# Fonte:
━━━
C’era una volta Ken il Guerriero: “Tu sei già morto, ma non lo sai”
Con la presentazione della mostra di Ken il Guerriero alla Lucca Comics agli sgoccioli (finirà domani, 2 novembre), ma che chi vi scrive sta vivendo in queste ore, un pezzo dei ricordi del lettore di questa rubrica torna in vita.

Copertina di Ken il Guerriero donata a Lucca Comics
Non si tratta di boomerismo, non si tratta di girella: si tratta di un pezzo di storia che ha cambiato i destini di un intero genere letterario e orientato il concetto stesso di manga e anime in Italia. Chi pensa agli “anime degli anni ’80”, capace tirerà fuori dal cilindro un ricordo su Kenshiro o uno dei due Mazinga.
Ma andiamo con ordine.
Le origini di Ken
Al principio Tetsuo Hara, uno dei due padri della saga, era un ragazzino cresciuto a pane e Uomo Tigre, interessato all’animazione ma poco al fumetto. Sarà per lui un gusto acquisito, che svilupperà nella scuola media dopo aver sognato di diventare un animatore, realizzando che anche nel mondo del fumetto statico con abilità puoi creare scene dinamiche.
━━━
# Dati forniti:
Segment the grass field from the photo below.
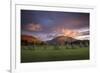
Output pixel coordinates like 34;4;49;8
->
21;45;89;63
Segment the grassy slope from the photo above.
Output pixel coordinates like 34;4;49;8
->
21;45;89;62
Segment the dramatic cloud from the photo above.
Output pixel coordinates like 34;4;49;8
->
21;10;89;41
24;23;42;32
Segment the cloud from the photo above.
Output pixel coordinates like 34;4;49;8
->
54;27;80;38
24;23;42;32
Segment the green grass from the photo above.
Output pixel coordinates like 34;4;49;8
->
21;45;89;63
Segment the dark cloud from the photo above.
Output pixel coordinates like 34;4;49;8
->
21;10;89;40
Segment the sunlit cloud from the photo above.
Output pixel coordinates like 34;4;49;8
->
24;23;42;32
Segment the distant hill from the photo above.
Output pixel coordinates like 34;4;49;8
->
21;35;42;45
21;35;89;46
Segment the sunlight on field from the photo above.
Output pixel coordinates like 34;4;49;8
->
21;45;89;63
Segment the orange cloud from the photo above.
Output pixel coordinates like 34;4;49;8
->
25;23;42;31
55;28;80;38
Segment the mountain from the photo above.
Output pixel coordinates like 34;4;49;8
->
21;35;42;45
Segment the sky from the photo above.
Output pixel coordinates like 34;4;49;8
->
21;10;89;41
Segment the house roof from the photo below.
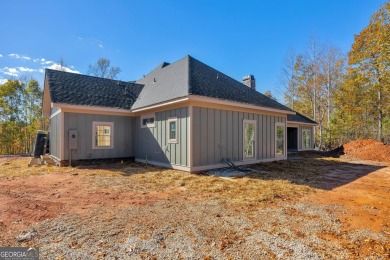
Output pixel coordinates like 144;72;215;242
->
46;69;143;109
132;56;292;111
45;56;294;113
287;112;317;125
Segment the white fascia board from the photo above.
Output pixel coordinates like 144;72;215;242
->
188;95;296;115
287;121;318;126
51;103;132;115
131;97;188;113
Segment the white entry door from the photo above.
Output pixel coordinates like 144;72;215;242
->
242;120;256;160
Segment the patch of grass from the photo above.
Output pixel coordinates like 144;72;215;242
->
0;158;315;206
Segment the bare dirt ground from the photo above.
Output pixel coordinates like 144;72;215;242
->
0;153;390;259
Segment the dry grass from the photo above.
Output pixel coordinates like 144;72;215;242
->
0;158;315;206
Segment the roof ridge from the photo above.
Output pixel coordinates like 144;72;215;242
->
45;68;142;85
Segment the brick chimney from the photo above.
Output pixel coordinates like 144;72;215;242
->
242;75;256;90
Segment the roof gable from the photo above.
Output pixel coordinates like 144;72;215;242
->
132;57;188;109
188;56;292;111
46;69;143;109
46;56;294;113
287;112;317;125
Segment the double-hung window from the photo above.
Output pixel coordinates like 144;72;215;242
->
92;121;114;149
302;129;311;149
167;118;178;143
141;114;155;128
275;123;286;157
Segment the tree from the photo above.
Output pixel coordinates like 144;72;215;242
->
0;76;44;154
281;49;302;109
58;57;68;71
88;58;121;79
348;2;390;141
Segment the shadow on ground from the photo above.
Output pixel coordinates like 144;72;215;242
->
246;151;386;190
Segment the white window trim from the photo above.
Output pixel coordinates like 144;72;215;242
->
92;121;115;150
301;129;311;149
274;122;287;157
167;117;179;144
141;114;156;128
242;119;257;161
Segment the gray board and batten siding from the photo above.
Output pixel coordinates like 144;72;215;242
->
49;113;61;159
192;107;286;167
298;126;314;150
61;112;135;160
134;107;189;166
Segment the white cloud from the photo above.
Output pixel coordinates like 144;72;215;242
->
47;63;80;74
8;53;31;60
41;60;54;65
0;67;19;77
18;67;37;72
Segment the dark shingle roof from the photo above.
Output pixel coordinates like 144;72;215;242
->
132;58;188;109
132;56;292;111
287;112;317;124
187;56;292;111
46;56;293;112
46;69;143;109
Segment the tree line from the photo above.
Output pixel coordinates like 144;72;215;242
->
0;58;120;154
281;3;390;148
0;77;47;154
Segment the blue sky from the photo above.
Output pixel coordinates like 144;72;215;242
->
0;0;386;102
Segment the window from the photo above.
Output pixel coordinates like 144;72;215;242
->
━━━
# Cosa si chiede:
Le affermazioni (a), (b) e (c) concordano con l'articolo su Ken il Guerriero? Rispondi sì o no per ciascuna e cita alla lettera le parole dell'articolo che lo decidono.
(a) La mostra di Ken il Guerriero alla Lucca Comics termina il 2 novembre.
(b) Da ragazzino Tetsuo Hara era più interessato al fumetto che all'animazione.
(c) Tetsuo Hara sviluppò il gusto per il fumetto alle scuole superiori.

# Compito svolto:
(a) Sì: "finirà domani, 2 novembre".
(b) No: "interessato all’animazione ma poco al fumetto".
(c) No: "che svilupperà nella scuola media".